= TASK ITEM =
As the answer, give every line of the records that includes the word "below".

= EXCERPTED RECORDS =
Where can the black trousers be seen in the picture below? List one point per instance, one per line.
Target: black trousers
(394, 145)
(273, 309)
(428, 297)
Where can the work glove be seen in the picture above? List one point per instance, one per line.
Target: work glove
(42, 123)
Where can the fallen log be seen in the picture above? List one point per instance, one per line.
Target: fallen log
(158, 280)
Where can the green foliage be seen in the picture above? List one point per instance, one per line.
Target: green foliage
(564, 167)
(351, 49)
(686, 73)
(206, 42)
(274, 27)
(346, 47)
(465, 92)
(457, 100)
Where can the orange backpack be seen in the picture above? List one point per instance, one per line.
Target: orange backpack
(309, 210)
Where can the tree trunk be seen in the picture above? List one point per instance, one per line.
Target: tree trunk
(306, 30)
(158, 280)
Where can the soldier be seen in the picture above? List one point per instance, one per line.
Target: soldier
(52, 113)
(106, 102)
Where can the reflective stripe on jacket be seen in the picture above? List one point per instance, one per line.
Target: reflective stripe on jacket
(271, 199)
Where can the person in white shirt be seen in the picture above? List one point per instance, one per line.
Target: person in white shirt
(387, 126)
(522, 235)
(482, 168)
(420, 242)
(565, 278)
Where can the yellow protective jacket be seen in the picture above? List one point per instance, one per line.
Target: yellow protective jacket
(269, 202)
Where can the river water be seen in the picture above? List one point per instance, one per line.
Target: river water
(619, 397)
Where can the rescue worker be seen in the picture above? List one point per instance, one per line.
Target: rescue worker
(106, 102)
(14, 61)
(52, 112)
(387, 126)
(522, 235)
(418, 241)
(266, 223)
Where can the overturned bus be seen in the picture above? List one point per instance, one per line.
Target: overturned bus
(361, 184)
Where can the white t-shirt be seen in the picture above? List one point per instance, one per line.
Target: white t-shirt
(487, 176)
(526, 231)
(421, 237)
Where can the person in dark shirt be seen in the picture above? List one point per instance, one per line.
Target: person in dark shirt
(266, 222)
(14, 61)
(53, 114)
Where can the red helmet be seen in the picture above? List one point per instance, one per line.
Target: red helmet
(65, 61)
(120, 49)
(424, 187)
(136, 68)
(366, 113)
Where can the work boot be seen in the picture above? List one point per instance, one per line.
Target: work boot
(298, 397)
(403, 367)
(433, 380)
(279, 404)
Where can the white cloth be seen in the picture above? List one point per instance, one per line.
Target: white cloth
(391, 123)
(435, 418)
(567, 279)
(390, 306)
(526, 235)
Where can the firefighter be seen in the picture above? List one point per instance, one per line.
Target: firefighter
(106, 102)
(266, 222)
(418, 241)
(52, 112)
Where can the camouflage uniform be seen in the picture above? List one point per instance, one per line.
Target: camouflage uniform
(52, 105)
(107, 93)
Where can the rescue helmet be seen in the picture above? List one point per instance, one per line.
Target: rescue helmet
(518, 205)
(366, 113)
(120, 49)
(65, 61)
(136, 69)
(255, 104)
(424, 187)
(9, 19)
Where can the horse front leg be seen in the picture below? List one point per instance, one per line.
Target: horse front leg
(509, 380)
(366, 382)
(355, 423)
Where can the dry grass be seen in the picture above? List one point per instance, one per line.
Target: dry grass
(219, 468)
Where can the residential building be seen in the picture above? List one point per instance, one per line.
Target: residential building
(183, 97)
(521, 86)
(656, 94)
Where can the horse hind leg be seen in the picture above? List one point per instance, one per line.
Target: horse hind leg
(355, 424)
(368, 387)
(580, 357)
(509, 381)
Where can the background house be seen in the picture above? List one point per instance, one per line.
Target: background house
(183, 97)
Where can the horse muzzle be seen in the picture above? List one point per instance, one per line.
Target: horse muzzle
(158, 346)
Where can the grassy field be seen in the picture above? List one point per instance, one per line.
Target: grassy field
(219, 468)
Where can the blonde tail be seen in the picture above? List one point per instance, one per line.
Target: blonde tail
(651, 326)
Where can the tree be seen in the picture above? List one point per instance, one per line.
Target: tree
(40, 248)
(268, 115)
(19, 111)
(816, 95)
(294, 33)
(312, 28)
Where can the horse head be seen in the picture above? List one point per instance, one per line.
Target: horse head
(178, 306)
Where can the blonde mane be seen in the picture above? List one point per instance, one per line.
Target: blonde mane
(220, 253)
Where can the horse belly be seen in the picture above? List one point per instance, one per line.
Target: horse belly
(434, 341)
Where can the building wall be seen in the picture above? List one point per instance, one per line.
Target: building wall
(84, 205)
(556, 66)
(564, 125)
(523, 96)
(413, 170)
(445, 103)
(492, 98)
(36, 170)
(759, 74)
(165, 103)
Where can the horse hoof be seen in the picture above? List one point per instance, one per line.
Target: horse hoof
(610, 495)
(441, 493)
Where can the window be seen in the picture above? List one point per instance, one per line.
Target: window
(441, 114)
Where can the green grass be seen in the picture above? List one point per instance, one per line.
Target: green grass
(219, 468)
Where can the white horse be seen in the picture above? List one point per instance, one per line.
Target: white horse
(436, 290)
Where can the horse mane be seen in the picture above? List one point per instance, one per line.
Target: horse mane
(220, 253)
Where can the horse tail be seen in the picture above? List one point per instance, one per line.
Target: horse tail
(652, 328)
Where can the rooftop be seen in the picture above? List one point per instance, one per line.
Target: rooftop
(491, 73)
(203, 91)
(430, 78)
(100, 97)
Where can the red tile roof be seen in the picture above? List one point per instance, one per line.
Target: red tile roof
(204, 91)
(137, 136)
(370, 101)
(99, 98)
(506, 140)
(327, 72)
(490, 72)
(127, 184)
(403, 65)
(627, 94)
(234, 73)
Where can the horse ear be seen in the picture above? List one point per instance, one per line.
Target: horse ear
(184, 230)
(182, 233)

= SOLVED EXERCISE =
Where can the black trousers be seen in the picture below? List one point per instance, one per line.
Where can the horse front leg be seen in the picture below? List one point per instance, one per line.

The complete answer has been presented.